**** Data shown ****

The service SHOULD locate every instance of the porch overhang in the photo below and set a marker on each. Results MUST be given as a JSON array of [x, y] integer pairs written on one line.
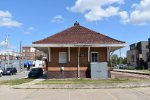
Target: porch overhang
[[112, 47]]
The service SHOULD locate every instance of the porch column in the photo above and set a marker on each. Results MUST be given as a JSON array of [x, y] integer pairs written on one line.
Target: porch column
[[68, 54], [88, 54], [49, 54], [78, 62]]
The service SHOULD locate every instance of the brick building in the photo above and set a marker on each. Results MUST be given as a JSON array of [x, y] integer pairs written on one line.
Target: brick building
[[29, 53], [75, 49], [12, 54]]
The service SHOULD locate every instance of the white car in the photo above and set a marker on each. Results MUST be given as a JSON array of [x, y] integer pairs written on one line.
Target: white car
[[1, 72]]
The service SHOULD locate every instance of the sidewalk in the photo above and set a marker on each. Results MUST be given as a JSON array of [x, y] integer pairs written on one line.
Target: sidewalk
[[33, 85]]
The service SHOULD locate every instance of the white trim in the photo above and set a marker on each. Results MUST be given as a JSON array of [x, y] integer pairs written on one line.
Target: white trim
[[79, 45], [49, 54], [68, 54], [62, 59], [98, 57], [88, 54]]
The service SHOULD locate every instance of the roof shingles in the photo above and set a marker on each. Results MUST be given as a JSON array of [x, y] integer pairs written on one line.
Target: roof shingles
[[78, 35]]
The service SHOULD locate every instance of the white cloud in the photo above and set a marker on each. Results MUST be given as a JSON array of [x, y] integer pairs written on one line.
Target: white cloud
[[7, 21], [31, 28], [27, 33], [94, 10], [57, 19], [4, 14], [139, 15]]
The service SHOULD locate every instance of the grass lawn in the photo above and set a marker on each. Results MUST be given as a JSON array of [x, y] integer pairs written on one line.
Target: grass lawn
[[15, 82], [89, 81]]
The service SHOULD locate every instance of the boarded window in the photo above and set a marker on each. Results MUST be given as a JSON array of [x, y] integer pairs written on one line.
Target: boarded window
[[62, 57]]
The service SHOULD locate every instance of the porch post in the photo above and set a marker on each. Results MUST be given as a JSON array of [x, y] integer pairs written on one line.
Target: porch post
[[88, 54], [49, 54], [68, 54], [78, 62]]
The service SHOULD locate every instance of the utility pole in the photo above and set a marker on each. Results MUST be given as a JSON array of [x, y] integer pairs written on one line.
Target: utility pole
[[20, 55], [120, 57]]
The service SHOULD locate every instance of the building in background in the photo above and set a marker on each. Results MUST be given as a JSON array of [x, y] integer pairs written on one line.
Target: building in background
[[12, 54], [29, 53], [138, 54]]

****
**** Data shown ****

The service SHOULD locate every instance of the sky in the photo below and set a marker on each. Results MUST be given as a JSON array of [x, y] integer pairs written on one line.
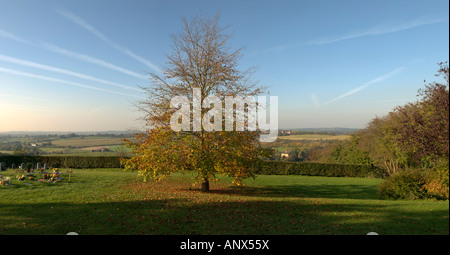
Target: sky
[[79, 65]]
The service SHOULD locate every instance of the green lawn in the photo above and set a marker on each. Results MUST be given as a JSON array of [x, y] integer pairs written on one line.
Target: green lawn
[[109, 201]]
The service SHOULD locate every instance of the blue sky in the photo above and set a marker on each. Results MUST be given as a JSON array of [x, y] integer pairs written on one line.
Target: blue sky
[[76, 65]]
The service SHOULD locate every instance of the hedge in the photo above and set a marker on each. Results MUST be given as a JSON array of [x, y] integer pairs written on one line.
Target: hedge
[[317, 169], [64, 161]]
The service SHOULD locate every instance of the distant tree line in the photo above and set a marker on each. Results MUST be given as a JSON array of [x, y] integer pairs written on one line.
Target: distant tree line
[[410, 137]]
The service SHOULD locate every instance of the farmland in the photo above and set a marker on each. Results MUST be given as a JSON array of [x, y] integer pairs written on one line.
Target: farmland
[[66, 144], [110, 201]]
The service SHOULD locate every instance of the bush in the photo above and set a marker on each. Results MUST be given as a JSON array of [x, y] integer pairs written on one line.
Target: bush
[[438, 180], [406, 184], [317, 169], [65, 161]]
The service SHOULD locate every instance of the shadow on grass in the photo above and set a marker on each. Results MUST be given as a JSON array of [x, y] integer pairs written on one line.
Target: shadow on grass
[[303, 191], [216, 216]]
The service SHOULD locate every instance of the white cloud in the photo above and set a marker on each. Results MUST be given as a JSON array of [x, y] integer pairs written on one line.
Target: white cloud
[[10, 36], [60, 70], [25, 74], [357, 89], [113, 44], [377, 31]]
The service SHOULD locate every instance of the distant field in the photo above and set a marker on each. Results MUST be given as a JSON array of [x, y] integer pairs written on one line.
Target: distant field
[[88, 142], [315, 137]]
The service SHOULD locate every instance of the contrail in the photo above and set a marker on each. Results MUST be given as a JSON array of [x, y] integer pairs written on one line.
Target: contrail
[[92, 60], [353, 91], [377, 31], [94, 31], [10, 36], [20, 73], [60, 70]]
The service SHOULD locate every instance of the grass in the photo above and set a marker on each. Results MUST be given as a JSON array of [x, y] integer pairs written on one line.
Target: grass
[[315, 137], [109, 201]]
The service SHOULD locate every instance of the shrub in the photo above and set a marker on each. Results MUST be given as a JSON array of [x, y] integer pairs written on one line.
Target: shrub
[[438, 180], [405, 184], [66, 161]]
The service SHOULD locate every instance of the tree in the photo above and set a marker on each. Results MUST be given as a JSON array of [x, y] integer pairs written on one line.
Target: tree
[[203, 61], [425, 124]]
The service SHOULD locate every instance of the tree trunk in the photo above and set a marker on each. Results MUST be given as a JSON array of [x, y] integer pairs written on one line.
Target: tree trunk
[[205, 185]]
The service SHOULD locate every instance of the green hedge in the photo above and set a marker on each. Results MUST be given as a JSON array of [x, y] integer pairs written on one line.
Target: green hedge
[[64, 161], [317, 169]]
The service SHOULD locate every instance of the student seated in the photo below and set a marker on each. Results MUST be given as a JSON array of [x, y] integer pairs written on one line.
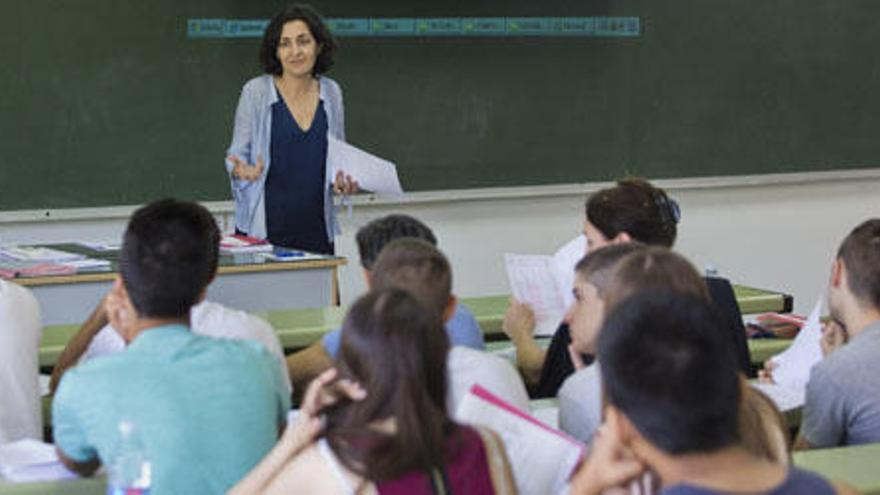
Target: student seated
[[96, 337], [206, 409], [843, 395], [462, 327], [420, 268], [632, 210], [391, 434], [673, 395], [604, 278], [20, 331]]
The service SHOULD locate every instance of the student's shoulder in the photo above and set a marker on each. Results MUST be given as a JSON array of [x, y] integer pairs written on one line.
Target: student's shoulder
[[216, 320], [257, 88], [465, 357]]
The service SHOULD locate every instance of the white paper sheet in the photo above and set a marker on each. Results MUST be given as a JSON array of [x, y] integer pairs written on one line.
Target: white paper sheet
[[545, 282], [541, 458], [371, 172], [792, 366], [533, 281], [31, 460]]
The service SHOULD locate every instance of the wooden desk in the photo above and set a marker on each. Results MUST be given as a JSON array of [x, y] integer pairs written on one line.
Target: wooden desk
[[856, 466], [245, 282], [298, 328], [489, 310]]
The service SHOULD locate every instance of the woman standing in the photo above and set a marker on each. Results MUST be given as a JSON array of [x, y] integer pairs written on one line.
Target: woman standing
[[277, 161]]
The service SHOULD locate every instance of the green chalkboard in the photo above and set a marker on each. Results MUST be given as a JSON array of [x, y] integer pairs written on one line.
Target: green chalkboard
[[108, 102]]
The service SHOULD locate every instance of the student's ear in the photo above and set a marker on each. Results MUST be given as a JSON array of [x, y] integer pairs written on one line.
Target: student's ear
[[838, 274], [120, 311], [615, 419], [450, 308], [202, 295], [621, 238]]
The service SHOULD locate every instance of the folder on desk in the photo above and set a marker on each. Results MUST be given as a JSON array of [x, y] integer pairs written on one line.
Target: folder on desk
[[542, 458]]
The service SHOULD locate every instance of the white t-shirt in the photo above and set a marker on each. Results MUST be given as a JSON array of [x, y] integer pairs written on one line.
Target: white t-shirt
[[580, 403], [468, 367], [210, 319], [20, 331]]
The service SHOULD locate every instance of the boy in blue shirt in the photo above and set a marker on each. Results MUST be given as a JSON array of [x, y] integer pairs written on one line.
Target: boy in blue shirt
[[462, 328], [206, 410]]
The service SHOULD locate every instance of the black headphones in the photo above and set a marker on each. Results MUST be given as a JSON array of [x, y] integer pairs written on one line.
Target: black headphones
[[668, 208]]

****

**Exercise directions**:
Gather every line of the material above that contains the string "sheet" and copy each one out. Case counts.

**Solution for this problem**:
The service SHOULD locate every instance of the white paper sheet in the photo above and set a marker on each. Results MUST be given as a JSON array of [x, y] integer pairs written on one line.
Target: white paper sheet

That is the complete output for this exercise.